# SET TASK
Please rewrite everything from the line containing "# test: put a marker on the hanging" down to the final line, swapping each "marker" for "dot" and keeping all else unchanged. Return only those lines.

# DATA TO PROCESS
▼
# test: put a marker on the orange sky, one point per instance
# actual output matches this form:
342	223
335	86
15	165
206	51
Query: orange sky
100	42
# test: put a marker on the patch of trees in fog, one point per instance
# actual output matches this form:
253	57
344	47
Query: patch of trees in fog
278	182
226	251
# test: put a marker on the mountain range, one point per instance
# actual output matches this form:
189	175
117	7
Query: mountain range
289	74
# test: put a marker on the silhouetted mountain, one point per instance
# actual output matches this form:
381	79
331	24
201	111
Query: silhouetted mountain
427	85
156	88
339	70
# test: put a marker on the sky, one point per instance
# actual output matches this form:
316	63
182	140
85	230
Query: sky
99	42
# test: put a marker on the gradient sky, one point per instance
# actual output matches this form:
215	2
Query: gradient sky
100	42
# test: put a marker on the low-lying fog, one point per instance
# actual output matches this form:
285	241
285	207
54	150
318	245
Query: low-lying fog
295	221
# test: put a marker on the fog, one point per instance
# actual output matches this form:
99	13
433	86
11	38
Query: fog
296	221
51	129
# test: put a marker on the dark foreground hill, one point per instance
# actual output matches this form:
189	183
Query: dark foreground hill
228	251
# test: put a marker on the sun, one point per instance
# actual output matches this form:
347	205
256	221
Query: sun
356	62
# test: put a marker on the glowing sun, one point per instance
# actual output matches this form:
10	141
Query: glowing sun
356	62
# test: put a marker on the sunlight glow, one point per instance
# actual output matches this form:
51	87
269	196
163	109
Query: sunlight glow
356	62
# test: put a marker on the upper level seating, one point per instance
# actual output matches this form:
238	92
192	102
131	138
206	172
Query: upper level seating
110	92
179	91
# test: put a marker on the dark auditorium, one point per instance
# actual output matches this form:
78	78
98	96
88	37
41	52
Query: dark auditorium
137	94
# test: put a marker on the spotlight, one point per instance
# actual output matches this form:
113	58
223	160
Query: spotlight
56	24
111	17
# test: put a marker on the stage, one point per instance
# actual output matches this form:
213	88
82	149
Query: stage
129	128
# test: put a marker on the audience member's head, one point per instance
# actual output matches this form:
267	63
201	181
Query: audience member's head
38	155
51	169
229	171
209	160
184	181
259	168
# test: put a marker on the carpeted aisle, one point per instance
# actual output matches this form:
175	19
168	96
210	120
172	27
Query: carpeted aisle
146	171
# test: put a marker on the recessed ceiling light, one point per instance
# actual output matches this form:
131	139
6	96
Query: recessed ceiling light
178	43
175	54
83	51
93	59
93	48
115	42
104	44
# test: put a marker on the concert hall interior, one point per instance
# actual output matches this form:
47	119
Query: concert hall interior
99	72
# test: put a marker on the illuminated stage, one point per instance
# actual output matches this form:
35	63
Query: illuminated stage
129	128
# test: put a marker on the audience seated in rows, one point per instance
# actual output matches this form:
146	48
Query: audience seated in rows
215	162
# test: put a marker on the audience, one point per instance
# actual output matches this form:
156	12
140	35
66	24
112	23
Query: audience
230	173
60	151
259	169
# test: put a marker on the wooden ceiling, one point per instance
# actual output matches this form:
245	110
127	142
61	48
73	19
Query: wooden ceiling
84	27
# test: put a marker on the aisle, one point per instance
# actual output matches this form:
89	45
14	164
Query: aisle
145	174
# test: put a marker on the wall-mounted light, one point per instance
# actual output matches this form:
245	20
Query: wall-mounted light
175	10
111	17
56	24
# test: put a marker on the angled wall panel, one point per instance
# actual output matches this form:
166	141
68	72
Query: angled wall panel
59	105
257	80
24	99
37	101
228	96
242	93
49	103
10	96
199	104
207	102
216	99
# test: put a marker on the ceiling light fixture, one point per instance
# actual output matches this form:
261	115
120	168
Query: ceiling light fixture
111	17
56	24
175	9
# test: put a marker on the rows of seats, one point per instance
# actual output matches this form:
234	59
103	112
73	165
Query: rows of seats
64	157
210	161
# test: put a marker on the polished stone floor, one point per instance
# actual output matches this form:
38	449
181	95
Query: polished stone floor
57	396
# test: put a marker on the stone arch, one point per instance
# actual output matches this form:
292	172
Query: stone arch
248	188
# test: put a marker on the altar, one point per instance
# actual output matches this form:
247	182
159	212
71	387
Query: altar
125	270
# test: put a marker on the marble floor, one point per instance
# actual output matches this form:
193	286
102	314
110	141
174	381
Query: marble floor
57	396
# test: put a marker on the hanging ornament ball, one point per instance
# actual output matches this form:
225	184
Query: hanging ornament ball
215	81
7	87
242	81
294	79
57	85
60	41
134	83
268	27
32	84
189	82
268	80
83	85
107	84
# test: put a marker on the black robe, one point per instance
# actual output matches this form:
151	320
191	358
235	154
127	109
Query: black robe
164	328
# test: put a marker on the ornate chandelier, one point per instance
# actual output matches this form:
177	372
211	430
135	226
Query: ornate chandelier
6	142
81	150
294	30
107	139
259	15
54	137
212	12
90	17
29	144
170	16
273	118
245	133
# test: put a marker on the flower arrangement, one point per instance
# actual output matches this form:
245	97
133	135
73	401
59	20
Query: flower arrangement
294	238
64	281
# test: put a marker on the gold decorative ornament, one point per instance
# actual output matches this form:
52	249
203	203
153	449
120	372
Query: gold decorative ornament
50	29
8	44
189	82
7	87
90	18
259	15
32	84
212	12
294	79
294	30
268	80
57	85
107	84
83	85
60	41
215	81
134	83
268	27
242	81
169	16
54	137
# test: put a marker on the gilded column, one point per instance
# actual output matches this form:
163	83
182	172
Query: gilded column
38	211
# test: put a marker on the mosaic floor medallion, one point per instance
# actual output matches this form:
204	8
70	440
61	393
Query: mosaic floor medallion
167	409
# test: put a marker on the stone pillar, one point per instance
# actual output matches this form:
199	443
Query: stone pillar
▲
# TASK OUTPUT
# test: put a dot on the hanging ornament ball, one point per instance
# actual output matches this form:
225	184
Query: hanging ornament ball
215	81
7	87
242	81
294	79
57	85
60	41
134	83
268	27
32	84
189	82
268	80
83	85
107	84
# test: put a dot on the black robe, one point per instance
# actual output matches this form:
151	320
191	358
235	154
127	109
Query: black robe
164	328
# test: put a dot on the ornate chandelier, one point per instance
# actual output matches this form:
177	372
211	430
135	226
Query: ornate chandelier
6	142
81	150
294	30
107	139
259	15
54	137
212	12
90	17
29	144
170	16
273	118
245	133
# test: put a dot on the flower arrangement, one point per instance
# actual output matches this form:
245	97
133	135
73	401
59	20
Query: flower arrangement
294	238
64	281
# test: put a dot on the gold decorative ornament, one point per instance
# actual output matches this form:
52	249
203	203
153	449
120	372
Query: gold decorative ornament
50	29
8	44
189	82
7	87
90	18
259	15
32	84
212	12
294	79
294	30
268	80
57	85
107	84
83	85
60	41
215	81
134	83
268	27
242	81
169	16
54	137
# test: put a dot on the gilded column, one point per instance
# actual output matches this form:
163	83
182	172
Query: gilded column
38	211
# test: put a dot on the mosaic floor medallion, one point per instance
# actual output matches this form:
204	8
70	440
61	393
Query: mosaic floor medallion
167	409
# test: put a dot on the stone pillar, one point per instance
# actual output matches this form:
199	443
Query: stone pillar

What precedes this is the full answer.